What you need to do:
Pull out the text of every item below, reproducing each line word for word and leaving out the pictures.

Data provided:
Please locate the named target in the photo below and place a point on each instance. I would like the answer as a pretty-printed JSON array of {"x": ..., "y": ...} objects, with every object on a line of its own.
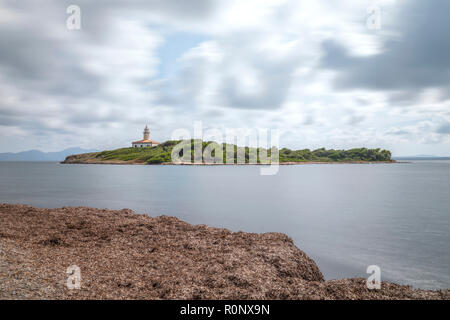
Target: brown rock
[{"x": 123, "y": 255}]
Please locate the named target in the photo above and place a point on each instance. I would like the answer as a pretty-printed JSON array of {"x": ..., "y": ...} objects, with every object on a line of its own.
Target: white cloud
[{"x": 260, "y": 67}]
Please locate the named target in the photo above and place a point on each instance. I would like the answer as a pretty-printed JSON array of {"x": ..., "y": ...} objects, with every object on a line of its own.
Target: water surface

Response for this exercise:
Please locate the named target in the photo below and place a point on each instance. I would like the answer as a pretty-printed JSON array of {"x": ..., "y": ...} objects, with every object on a line of its own.
Target: brown rock
[{"x": 123, "y": 255}]
Please locate the named target in the photo above and place a point on each instance. I would like the answer as a pretty-printed JSON array of {"x": ..., "y": ...} objects, with every object on a line of its own.
Target: white cloud
[{"x": 260, "y": 67}]
Please locate the named target in the photo above and place a point on each instance. I would like the answer as a pretty-printed JSON array of {"x": ..., "y": ...} objects, with every object on a line of its own.
Target: water surface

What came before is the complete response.